• **Exercise inputs**
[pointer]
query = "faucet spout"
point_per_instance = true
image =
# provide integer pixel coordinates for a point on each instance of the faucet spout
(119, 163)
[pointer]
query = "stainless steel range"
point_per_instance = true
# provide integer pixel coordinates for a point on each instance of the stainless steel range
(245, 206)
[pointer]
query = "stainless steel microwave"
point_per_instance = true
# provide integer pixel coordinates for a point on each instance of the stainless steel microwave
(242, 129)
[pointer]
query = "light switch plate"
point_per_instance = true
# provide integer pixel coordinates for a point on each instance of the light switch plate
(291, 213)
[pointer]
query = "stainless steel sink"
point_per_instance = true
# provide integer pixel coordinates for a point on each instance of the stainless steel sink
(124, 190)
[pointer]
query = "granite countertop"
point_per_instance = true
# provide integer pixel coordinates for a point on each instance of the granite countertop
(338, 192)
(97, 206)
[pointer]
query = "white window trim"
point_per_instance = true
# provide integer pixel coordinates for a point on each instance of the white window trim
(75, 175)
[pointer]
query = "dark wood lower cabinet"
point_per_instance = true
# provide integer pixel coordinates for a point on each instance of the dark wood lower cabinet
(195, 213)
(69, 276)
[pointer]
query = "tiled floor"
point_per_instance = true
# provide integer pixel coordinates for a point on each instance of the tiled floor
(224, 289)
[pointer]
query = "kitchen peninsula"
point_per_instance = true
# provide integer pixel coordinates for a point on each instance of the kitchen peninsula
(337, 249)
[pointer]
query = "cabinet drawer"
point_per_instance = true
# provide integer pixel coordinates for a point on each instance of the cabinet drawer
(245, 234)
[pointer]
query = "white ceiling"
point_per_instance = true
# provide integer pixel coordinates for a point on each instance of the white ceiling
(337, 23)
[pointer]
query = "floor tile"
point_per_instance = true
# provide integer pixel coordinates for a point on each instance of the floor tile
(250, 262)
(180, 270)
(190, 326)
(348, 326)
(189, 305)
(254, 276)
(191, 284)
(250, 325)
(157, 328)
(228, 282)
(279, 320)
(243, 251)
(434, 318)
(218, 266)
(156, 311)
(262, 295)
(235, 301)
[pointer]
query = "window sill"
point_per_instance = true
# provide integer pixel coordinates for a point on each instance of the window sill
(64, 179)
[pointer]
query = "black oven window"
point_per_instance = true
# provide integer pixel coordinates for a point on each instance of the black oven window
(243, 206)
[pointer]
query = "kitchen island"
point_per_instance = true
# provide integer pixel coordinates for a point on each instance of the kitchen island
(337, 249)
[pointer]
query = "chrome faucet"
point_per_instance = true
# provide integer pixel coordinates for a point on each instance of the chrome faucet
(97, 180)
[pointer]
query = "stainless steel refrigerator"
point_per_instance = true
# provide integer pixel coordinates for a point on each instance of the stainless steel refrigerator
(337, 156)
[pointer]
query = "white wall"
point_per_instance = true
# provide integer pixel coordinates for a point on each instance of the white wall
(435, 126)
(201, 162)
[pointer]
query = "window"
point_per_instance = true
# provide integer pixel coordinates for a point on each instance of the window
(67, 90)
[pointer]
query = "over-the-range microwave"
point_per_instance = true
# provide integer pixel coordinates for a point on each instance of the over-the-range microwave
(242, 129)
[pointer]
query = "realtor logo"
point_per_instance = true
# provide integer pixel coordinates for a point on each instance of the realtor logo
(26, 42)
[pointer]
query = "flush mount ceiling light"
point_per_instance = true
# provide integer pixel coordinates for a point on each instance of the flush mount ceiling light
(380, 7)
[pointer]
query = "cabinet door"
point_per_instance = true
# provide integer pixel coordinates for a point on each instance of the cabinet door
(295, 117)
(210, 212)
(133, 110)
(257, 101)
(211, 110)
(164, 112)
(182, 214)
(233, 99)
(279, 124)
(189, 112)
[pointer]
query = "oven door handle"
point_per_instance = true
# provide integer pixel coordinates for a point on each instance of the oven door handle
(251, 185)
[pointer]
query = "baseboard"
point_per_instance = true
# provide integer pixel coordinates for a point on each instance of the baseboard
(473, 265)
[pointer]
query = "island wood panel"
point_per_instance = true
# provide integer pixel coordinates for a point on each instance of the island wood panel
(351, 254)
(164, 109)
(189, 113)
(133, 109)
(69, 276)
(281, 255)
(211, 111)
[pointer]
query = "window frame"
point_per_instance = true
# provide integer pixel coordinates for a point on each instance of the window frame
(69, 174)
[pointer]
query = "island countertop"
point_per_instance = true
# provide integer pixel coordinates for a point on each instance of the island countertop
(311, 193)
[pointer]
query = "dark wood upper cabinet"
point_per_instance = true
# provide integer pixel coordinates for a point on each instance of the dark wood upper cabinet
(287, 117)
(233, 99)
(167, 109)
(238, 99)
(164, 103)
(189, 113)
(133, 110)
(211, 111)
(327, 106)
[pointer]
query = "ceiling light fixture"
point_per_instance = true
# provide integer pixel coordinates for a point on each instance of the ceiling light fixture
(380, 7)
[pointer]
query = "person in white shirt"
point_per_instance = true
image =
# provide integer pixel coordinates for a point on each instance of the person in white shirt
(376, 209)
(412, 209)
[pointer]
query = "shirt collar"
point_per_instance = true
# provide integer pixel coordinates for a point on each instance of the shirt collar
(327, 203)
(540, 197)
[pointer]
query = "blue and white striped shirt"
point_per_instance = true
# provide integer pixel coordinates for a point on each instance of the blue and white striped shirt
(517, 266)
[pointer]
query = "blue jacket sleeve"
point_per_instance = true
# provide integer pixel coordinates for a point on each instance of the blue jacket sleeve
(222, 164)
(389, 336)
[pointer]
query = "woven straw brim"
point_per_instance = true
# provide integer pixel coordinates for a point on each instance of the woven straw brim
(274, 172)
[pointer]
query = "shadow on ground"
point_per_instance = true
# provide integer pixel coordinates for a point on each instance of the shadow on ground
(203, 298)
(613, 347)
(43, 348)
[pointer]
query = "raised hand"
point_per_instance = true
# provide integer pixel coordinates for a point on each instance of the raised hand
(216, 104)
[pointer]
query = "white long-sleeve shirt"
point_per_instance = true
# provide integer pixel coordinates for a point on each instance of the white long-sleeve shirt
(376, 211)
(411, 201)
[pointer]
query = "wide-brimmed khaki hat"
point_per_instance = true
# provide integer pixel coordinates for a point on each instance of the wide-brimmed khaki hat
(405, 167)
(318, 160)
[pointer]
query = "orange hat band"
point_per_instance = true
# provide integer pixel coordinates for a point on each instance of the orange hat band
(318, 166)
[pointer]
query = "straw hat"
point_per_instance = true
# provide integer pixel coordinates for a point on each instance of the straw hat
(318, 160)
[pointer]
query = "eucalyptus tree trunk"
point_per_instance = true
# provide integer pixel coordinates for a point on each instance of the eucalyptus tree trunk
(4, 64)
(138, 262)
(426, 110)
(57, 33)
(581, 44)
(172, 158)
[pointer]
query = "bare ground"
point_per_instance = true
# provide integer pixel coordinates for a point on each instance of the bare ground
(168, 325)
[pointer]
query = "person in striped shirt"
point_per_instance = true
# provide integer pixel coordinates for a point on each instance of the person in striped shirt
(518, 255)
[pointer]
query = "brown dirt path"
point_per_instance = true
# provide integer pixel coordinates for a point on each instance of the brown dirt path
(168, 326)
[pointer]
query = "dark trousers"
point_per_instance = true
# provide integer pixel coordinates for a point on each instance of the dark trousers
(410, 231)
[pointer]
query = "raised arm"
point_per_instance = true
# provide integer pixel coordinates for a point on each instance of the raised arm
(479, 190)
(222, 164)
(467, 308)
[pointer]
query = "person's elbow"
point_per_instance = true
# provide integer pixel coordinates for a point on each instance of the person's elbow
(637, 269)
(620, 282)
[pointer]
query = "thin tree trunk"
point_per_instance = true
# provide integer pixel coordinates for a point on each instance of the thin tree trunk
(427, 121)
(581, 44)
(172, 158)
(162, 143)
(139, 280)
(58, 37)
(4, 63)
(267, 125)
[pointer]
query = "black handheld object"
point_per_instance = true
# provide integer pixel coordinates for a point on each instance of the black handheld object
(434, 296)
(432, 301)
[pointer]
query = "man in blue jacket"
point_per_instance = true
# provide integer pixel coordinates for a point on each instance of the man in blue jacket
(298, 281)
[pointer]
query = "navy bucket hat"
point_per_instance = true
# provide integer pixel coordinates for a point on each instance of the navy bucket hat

• **Task directions**
Please filter the records above down to the lines that contain the word "brown", copying each matching line in full.

• **Complete answer**
query = "brown dirt path"
# provide integer pixel coordinates for a point on each instance of the brown dirt path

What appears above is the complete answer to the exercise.